TRECHO FORNECIDO
##########
Concordo que alguns textos em latim, por serem tão conhecidos (tanto em latim quanto em português), são facilmente traduzíveis. Como este trecho da Vulgata, por exemplo:

dixitque Deus: ‘fiat lux!’ et lux facta est. (E Deus disse: “faça-se a luz!” e a luz foi feita)

E a internet reúne muitas dessas traduções bizarras de pessoas que nem conhecem o texto, muito menos a língua latina. Um exemplo é a tradução da estrofe em latim da música Nirvana (do grupo Elbosco), que pode ser encontrada em diversos blogs e sites de letras de músicas. Eis o trecho da canção:

Et erunt signa in sole
Et luna et stellis
Et presura gentium
Prae confusione sonitus maris.

E, como pode ser verificado, por exemplo, no Vagalume ou no Letras, a tradução mais comumente encontrada é a seguinte:sol

E sempre siga o sol
A lua e as estrelas;
E aprecie gentilmente
A confusão dos sons dos mares.
##########
(Registros de uma coleção)
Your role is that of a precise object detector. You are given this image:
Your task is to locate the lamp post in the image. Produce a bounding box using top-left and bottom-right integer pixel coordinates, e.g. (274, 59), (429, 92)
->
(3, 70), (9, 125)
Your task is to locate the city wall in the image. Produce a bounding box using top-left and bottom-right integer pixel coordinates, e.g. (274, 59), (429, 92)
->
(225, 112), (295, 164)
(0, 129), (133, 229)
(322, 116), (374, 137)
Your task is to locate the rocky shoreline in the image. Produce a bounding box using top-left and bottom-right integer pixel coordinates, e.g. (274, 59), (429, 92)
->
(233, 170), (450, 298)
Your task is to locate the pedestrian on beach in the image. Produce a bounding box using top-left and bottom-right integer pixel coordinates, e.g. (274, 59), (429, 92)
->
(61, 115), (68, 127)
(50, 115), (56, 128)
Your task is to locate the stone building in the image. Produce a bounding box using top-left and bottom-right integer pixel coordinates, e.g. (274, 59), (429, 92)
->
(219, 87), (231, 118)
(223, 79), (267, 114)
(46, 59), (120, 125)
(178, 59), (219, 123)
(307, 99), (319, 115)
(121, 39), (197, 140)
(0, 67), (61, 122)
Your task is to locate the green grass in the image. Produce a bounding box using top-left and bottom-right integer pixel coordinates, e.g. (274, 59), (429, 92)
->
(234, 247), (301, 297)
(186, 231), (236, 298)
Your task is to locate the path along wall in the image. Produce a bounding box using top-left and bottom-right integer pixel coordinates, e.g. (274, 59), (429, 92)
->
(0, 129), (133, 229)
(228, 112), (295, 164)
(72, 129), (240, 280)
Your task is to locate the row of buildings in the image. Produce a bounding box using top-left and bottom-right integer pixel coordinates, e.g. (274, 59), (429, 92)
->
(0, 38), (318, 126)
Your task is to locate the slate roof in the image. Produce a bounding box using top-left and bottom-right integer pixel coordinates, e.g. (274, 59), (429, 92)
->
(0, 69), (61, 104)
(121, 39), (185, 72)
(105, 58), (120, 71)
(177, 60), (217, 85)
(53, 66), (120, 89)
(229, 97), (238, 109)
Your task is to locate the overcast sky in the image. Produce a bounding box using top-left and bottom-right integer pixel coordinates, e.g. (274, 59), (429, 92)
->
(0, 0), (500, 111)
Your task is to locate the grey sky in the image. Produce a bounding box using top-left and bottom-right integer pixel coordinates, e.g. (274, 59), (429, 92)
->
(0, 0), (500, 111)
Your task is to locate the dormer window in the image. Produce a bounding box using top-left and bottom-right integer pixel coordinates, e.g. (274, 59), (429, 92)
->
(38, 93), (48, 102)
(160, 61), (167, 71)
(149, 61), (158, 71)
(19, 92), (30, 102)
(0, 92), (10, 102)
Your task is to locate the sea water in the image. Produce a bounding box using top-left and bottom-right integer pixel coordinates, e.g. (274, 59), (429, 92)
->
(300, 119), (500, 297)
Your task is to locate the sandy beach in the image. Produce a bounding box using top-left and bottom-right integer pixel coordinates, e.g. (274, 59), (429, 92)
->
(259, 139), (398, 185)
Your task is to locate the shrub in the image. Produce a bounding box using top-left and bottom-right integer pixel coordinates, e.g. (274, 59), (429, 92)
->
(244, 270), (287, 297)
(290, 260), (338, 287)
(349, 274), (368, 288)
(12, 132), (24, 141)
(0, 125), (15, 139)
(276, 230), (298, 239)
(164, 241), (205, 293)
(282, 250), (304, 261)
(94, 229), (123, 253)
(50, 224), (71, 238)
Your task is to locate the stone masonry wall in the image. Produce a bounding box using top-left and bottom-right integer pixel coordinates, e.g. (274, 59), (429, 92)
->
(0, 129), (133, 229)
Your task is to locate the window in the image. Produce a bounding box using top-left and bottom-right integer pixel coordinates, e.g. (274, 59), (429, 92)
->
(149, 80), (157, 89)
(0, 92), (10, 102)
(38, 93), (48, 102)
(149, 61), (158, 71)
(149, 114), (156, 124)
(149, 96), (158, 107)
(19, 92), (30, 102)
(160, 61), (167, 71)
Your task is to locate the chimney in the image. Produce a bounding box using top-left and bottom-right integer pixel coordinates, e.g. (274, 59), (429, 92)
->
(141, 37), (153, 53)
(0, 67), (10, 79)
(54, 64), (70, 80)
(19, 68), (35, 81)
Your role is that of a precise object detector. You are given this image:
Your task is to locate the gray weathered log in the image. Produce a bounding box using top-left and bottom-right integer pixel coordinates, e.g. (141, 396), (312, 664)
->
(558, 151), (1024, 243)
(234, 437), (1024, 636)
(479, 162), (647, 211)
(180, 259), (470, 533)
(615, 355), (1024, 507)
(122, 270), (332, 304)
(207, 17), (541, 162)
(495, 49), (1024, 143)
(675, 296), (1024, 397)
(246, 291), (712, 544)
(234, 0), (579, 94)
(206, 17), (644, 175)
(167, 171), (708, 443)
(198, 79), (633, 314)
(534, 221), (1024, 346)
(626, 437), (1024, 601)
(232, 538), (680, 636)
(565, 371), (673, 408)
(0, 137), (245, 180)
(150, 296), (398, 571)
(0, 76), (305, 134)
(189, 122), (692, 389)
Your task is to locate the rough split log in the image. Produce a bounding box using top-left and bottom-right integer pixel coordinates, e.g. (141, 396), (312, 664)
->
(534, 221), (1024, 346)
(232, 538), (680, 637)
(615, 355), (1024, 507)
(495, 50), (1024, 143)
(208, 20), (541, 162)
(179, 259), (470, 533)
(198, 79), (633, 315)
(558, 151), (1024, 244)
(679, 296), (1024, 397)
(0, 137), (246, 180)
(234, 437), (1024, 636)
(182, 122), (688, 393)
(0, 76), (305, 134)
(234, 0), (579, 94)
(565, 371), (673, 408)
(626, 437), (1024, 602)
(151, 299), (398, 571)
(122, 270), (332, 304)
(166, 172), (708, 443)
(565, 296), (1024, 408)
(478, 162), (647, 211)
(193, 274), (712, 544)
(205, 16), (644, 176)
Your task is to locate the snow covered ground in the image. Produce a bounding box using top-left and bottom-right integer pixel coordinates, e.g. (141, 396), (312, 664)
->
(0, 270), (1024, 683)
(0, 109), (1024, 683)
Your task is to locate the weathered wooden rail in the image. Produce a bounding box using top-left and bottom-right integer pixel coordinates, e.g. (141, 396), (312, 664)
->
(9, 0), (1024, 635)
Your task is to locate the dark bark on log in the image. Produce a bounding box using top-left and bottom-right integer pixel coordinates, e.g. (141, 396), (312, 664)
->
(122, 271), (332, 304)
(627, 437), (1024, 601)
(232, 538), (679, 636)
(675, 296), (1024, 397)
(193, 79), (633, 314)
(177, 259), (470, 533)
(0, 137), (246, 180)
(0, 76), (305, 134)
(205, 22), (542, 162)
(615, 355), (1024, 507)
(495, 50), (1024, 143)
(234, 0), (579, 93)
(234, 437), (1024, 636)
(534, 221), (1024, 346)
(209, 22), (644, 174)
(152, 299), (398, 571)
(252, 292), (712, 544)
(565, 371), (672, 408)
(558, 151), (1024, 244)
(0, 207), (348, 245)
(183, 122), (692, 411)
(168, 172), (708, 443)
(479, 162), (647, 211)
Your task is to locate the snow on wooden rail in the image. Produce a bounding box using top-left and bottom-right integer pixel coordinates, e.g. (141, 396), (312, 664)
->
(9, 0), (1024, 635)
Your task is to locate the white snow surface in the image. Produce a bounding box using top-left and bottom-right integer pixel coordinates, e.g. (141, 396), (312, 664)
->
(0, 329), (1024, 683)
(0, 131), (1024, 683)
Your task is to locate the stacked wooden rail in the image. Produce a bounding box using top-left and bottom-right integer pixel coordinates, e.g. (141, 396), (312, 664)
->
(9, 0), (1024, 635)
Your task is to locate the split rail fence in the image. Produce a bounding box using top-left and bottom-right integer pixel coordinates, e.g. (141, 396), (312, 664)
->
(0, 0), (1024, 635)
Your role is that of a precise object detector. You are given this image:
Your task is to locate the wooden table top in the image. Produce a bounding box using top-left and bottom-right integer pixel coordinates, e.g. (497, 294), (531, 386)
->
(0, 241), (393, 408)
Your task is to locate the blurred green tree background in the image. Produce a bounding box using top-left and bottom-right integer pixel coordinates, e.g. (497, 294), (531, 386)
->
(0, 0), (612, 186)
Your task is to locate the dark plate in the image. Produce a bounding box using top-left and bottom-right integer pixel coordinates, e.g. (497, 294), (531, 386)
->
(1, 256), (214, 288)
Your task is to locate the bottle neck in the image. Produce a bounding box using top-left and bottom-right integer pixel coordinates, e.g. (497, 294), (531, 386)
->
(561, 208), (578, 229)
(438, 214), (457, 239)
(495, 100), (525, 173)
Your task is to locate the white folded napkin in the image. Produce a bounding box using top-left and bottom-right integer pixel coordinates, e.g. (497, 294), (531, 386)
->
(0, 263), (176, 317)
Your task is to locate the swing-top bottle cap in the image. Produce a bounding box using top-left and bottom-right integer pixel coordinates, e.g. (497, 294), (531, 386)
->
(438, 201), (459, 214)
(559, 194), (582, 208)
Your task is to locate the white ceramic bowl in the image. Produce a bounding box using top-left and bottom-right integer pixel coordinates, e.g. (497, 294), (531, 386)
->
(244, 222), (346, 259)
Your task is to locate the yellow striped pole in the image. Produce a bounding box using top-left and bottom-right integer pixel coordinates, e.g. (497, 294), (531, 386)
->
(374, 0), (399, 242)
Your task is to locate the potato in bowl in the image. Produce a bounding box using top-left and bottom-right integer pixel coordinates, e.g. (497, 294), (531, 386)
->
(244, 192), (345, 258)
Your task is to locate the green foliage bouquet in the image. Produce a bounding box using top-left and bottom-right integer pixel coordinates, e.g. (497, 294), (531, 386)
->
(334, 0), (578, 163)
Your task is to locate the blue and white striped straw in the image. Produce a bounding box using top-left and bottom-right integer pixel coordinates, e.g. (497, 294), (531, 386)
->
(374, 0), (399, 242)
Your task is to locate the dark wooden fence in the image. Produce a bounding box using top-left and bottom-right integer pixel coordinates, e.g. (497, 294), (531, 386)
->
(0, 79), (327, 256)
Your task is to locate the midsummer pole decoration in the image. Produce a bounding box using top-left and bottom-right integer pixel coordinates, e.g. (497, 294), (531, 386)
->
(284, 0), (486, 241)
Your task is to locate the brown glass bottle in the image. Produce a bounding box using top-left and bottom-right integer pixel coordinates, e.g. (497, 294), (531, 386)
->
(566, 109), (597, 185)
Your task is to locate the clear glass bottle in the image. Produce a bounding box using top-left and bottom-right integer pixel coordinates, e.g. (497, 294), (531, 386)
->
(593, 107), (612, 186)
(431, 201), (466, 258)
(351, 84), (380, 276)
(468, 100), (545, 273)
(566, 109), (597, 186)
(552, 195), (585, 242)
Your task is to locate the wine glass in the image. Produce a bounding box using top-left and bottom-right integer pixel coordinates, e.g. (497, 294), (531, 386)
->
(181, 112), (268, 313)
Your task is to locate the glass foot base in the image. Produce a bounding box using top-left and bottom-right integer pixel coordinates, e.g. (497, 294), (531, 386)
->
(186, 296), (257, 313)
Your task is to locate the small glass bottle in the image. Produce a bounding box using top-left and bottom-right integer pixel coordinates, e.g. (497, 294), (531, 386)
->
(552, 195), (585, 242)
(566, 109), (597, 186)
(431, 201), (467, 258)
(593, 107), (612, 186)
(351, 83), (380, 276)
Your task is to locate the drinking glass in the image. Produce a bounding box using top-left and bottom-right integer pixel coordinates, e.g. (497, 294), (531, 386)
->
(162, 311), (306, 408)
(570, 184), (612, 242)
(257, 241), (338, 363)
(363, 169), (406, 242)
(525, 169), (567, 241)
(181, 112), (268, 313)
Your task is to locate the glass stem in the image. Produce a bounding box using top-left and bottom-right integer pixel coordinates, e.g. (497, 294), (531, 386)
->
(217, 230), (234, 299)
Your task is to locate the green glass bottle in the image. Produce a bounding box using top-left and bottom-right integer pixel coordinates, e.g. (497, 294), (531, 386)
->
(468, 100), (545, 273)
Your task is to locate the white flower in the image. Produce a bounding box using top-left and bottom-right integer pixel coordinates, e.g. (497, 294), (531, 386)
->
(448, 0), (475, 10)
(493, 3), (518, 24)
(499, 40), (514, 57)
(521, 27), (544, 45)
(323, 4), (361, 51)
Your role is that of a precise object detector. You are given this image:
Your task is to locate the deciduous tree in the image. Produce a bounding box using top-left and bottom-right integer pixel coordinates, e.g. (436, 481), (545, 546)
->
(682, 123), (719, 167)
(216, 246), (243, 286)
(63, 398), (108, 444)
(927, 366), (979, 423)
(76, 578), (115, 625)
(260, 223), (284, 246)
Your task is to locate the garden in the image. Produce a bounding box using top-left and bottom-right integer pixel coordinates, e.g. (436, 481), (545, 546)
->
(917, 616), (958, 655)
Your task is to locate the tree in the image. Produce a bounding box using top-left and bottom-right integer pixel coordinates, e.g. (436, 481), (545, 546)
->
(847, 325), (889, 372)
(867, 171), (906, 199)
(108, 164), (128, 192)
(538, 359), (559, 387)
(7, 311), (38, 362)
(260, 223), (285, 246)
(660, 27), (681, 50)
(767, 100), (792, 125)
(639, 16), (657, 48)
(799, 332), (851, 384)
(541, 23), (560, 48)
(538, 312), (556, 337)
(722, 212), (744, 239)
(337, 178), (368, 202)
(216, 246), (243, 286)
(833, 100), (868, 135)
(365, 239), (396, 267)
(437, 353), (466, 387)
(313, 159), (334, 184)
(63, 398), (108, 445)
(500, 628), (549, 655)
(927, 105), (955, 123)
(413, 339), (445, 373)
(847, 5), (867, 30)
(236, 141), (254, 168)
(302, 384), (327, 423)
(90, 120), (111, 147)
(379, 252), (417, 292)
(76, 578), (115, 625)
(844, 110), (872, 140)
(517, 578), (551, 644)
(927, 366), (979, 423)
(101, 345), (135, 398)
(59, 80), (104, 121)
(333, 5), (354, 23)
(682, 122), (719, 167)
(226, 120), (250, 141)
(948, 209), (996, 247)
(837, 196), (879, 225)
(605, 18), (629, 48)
##########
INSTRUÇÕES DA TAREFA
Dê a continuação do texto sobre traduções do latim a partir do ponto em que ele termina. Esse material vem de uma fonte diferente.

RESULTADO DO EXERCÍCIO
Um trecho muito bonitinho, mas totalmente distante do que realmente diz o texto em latim. Eis a minha tradução:

E haverá sinais no sol,
Na lua e nas estrelas,
E também haverá angústia entre os povos
Diante de uma confusão de sons do mar.

Este trecho, bem distante do alegre convite para se apreciar a natureza, é,  na verdade, uma citação bíblica (Lucas, 21:25) a respeito dos sinais do apocalipse!

Nota: É evidente que traduções diferentes da minha podem ser propostas, alguém pode, por exemplo, dar um sentido diferente para a preposição “prae”; mas acho improvável que o trecho possa assumir um sentido muito diferente do que eu apresentei aqui.